--- START Provided records ---

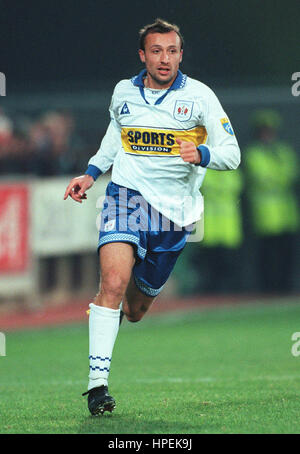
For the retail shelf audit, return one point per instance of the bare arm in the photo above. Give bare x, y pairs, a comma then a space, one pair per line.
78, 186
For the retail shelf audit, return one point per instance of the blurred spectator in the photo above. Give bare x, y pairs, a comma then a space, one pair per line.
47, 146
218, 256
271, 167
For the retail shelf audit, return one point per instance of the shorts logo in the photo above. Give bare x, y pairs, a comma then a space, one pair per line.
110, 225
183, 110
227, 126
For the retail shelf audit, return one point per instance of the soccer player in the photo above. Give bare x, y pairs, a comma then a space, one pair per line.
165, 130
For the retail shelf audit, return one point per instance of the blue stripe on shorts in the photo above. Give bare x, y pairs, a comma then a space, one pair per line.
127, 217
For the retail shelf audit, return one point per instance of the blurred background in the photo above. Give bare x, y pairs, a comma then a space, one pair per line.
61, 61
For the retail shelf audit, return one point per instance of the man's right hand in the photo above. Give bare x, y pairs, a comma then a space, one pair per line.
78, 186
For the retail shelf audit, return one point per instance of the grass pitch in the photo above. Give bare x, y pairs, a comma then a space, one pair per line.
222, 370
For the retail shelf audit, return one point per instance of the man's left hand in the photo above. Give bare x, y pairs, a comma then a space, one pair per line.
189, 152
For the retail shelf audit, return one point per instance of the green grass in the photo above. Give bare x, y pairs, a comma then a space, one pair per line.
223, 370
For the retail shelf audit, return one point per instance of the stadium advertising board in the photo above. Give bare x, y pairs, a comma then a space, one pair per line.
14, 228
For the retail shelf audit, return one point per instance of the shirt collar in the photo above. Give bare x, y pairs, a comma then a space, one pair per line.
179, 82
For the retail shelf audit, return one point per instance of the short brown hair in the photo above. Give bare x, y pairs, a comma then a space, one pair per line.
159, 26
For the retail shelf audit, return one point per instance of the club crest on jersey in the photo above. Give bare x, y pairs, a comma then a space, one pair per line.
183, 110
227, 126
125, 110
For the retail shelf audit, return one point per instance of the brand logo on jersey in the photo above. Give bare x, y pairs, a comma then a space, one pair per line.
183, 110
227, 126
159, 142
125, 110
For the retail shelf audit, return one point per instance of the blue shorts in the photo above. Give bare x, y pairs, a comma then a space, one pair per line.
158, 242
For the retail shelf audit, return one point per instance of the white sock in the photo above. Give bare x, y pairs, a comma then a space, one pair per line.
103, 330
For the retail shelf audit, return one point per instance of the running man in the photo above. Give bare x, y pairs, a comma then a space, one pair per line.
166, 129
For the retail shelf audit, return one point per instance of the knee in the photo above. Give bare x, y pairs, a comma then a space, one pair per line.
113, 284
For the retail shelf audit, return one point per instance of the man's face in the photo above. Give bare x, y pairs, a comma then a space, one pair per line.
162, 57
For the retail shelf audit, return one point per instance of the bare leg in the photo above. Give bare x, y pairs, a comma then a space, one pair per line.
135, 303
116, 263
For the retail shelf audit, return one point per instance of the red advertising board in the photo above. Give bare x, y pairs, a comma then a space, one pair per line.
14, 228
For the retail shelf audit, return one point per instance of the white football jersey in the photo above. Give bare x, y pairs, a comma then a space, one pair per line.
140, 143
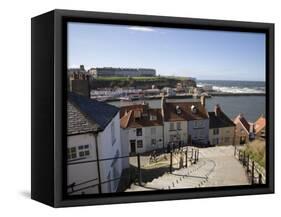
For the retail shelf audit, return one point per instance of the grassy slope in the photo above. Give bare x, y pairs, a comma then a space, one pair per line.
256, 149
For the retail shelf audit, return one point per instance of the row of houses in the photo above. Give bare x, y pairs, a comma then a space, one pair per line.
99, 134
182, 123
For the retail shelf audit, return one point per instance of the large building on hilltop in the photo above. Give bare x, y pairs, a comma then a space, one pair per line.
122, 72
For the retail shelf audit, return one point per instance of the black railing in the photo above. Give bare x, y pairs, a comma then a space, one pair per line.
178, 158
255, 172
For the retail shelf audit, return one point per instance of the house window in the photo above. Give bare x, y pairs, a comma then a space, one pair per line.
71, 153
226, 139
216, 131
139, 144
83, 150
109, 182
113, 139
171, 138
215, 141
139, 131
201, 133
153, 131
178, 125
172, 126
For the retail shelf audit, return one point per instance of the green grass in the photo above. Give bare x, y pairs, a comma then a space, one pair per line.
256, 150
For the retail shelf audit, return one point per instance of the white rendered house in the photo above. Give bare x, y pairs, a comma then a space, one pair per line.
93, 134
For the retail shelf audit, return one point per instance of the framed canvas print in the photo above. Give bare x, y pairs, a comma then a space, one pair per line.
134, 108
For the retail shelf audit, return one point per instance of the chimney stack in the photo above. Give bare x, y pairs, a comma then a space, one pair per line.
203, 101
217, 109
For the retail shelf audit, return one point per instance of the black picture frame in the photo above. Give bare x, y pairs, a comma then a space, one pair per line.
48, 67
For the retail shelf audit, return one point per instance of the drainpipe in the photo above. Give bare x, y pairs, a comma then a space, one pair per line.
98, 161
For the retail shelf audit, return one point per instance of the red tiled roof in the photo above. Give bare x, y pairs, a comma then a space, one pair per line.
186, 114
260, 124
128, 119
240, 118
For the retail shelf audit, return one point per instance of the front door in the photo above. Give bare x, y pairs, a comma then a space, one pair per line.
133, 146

--- END Provided records ---

Rewrite every line from the one with "of the front" through the end of the material, keeping the wording of the requests the same. Multiply each coordinate in the answers by 1.95 and round it to a whole number, with halves rounded up.

For the retail shelf audit, return one point per instance of the front door in the photo above. Give bare x, y pairs, a comma then a space, one pair per line.
259, 285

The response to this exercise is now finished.